Another tradition includes making offerings at a temple (wat) on the third day after the baby is born to obtain a blessing from a monk. The "fire shaving ceremony" takes place when the child reaches the age of one month and one day, which involves cutting of the baby's hair. As a precaution, babies must be kept away from the rain. Circumcision is not very prevalent in Thailand; only 13% of Thai's male population was circumcised as of 2007. In 2016, the prevalence was lower, at 11.9%.

It is not specified when the newborn period ends. There is also no information on the significance of vernix, the baby's rest, activity, and movement, as well as meconium and handling of the urine and feces.

===Care for the baby===
For the first month of the baby's life, the mother must stay very close and "breastfeed the newborn on its slightest demand". Babies are also sometimes given a mixture of banana, honey, and water to prevent diarrhea. If the baby cries too much and cannot sleep, it is believed that the baby's guardian spirit, Mae Sue, is teasing the newborn too much. Usual interaction with Mae Sue is normal, during which the baby will play and laugh by itself.

===Naming===
Traditionally, a name is given to the child on the fourth or fifth day after birth by the father, however, there are variations in this practice across Thailand. Today, both the mother and father can take part in deciding on a name. A child may not hold the same name as royalty.

===Twins===
There is a variation in the view of twins. While some view twins as needing more resources and being too demanding on a family, others see having twins as lucky, since it is convenient to take care of them at the same time.

===Modern newborn care===
An infant is examined in the first week of life followed by six examinations in the first year. There are three examinations during the second year, and six examinations every other year until the child turns six. Vaccines coincide with the exams, but are not obligatory except for the BCG for tuberculosis prevention.
....
**WHAT THIS EXERCISE ASKS**
(a) Using the passage on newborn customs in Thailand, answer each question:
(i) At what age does the "fire shaving ceremony" take place?
(ii) Who traditionally gives the child a name?
(iii) Which vaccine is obligatory?
(b) According to the passage on newborn customs in Thailand, why do some people regard having twins as lucky?
The records were drawn from a separate source.

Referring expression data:
....
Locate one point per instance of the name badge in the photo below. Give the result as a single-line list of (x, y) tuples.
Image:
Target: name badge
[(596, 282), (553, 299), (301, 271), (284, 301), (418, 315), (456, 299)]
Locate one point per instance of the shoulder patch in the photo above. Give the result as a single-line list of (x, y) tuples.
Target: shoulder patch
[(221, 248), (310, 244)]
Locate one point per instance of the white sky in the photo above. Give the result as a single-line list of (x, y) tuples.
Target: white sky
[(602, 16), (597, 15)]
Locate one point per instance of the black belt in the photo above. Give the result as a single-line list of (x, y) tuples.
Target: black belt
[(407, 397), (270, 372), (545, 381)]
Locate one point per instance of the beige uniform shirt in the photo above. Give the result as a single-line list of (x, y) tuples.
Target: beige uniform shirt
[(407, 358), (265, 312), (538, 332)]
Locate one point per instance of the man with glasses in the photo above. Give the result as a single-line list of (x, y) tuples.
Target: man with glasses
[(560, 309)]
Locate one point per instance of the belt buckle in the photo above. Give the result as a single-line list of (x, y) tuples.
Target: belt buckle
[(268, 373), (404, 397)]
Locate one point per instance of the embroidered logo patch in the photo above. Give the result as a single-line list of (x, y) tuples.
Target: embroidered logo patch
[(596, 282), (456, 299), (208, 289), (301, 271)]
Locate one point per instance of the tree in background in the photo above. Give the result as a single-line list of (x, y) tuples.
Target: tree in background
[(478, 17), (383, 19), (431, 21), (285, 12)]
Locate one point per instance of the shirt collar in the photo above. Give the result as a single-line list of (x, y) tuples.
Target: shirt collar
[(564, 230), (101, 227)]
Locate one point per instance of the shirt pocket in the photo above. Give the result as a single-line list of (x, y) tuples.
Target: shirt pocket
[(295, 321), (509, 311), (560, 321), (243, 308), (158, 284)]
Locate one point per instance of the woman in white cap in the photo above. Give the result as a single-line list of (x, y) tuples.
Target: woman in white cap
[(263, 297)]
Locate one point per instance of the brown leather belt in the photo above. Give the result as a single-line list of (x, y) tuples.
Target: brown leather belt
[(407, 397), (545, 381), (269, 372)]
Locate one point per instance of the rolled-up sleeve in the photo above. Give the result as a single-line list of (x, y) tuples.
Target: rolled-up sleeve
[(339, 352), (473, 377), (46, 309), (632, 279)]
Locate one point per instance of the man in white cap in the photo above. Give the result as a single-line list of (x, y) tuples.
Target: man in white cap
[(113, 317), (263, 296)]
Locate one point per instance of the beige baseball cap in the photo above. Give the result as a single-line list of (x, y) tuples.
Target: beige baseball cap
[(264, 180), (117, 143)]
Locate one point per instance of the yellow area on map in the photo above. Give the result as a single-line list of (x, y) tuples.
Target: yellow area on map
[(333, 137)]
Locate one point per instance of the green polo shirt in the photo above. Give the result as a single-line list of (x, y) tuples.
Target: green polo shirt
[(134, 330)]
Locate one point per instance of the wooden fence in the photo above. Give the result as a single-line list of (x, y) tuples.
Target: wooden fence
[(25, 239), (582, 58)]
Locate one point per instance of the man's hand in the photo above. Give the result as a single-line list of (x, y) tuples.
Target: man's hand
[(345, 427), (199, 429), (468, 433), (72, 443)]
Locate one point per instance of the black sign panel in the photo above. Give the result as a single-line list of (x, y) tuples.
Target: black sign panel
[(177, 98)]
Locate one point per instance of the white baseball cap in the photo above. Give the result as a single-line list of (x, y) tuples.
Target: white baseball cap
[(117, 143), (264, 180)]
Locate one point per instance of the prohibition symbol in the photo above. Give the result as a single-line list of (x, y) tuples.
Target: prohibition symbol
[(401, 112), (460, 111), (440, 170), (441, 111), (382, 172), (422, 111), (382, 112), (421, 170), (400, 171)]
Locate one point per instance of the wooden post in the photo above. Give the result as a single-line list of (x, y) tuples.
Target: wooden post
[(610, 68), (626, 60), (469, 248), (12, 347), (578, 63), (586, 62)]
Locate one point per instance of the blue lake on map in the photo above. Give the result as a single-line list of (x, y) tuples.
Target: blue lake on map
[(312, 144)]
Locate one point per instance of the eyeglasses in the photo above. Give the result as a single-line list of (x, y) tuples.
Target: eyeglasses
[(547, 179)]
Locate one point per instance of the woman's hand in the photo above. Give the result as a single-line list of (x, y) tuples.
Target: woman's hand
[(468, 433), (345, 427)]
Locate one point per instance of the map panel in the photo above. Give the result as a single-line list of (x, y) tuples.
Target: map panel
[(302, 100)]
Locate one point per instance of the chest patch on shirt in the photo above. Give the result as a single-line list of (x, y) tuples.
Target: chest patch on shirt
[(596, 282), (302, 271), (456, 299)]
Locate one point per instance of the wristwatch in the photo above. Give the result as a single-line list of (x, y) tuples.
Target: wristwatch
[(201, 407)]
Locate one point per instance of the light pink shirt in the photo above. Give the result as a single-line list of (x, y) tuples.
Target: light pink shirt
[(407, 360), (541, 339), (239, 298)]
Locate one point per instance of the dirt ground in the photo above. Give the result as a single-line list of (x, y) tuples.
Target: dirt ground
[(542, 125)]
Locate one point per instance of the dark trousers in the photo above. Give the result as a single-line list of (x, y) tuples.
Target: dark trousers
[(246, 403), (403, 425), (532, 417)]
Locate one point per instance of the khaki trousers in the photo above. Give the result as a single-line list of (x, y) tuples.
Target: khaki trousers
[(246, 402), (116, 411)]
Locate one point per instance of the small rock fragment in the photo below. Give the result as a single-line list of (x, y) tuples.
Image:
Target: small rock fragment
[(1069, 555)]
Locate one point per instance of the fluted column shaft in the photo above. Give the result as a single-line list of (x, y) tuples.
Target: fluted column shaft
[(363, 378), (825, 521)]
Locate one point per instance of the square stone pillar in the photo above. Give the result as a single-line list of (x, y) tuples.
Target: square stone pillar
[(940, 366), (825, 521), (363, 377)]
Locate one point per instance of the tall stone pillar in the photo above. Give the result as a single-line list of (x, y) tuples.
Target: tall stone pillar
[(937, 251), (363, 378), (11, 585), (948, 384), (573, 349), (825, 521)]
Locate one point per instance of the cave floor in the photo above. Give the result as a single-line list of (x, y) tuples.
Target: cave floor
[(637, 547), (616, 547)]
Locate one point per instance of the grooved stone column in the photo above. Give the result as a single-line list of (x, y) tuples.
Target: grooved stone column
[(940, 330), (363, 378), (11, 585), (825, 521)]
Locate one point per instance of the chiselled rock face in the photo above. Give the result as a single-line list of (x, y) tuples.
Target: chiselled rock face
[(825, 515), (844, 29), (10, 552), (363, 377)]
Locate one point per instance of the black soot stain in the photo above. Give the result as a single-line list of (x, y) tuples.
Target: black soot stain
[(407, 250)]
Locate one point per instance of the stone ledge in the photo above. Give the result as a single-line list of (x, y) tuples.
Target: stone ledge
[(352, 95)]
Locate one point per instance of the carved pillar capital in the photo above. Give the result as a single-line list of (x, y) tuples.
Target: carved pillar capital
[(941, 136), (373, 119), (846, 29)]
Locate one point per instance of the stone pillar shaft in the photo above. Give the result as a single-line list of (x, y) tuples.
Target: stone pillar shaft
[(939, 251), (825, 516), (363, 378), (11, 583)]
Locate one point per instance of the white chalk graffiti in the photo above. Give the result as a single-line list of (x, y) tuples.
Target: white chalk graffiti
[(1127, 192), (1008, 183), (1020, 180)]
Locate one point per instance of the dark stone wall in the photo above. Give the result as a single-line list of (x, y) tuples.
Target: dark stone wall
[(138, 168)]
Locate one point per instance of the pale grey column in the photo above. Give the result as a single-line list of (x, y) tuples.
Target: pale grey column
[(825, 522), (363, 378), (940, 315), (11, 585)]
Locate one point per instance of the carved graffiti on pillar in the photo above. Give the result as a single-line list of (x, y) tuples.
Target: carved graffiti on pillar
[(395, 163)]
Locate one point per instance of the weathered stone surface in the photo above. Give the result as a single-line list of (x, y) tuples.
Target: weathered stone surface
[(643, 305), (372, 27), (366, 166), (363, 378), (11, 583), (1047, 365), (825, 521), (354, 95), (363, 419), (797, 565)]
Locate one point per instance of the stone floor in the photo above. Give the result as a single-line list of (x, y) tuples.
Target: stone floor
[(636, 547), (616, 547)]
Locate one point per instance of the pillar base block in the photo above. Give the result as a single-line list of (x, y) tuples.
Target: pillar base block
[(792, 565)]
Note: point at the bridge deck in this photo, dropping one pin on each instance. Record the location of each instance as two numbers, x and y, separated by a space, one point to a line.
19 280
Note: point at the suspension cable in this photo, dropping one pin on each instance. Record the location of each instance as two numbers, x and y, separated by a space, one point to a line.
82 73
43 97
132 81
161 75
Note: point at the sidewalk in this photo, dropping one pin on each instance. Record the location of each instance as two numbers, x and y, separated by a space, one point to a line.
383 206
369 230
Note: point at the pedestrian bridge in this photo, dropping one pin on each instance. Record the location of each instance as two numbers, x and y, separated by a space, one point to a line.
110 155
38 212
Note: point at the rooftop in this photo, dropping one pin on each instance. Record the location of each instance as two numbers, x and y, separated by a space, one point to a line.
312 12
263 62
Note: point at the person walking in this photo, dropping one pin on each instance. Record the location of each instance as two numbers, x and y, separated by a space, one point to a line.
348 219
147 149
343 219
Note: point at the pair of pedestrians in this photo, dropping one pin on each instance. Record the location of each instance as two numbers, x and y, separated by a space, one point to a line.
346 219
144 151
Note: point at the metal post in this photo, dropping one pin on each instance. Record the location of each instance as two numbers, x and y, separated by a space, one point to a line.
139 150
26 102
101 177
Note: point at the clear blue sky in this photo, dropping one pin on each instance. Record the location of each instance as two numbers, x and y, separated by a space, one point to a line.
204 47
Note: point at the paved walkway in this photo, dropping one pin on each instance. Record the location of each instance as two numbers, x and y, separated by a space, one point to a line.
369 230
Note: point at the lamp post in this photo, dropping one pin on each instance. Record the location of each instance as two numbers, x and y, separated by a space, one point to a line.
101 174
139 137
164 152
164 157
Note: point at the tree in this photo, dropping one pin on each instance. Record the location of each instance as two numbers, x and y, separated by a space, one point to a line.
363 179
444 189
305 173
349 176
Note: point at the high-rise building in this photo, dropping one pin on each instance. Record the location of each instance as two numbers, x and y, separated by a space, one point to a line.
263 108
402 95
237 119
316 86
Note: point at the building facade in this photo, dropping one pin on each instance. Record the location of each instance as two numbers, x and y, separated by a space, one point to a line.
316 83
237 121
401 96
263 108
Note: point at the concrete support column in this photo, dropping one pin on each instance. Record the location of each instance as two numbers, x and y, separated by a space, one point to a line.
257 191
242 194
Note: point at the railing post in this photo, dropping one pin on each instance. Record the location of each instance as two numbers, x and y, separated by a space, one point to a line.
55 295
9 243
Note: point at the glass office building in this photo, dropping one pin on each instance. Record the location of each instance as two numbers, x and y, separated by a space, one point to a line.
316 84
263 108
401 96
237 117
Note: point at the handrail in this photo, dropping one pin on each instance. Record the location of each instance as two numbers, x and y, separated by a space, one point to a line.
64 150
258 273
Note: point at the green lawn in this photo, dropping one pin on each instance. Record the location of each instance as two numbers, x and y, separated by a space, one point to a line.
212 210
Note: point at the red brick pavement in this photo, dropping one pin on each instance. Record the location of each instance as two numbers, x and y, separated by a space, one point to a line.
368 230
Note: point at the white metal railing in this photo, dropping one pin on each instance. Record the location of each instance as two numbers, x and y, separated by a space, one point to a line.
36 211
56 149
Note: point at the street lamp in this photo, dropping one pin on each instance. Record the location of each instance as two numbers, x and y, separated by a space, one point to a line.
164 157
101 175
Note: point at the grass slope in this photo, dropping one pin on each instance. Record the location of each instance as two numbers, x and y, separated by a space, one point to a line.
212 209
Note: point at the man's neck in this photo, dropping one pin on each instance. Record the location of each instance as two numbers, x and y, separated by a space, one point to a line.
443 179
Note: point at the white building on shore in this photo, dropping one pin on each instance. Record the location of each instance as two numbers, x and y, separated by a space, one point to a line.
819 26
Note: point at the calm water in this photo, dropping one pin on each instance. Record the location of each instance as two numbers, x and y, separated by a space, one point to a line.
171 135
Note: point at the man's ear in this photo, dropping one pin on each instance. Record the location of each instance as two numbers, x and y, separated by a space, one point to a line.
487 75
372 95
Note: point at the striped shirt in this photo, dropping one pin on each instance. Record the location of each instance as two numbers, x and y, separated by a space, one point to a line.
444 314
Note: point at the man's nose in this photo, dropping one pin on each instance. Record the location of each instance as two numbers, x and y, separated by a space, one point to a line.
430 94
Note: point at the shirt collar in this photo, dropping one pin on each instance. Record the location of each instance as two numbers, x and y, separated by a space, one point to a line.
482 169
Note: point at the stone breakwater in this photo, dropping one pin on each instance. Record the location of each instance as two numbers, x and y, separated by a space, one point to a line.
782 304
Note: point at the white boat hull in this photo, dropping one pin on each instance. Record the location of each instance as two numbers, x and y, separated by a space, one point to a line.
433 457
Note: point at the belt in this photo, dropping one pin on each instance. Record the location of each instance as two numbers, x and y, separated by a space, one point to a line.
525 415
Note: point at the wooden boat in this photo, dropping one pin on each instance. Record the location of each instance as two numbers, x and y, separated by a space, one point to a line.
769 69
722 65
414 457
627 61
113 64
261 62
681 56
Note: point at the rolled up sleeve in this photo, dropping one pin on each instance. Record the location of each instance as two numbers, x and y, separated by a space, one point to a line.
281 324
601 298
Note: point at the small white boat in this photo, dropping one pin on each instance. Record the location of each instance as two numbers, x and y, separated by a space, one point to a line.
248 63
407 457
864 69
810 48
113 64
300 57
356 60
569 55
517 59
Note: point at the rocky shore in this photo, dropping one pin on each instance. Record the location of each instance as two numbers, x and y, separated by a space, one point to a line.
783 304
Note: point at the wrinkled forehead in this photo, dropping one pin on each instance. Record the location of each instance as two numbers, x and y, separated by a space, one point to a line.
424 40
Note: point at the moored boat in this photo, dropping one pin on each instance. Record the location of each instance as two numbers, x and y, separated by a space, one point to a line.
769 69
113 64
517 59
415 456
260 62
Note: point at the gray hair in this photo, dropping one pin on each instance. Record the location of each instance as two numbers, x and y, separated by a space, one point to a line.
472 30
....
**RESULTS FOR EACH TASK**
(a)
(i) It takes place when the child reaches the age of one month and one day.
(ii) The father traditionally names the child, on the fourth or fifth day after birth.
(iii) The BCG vaccine, for tuberculosis prevention, is obligatory.

(b) Some people consider twins lucky because it is convenient to take care of both children at the same time.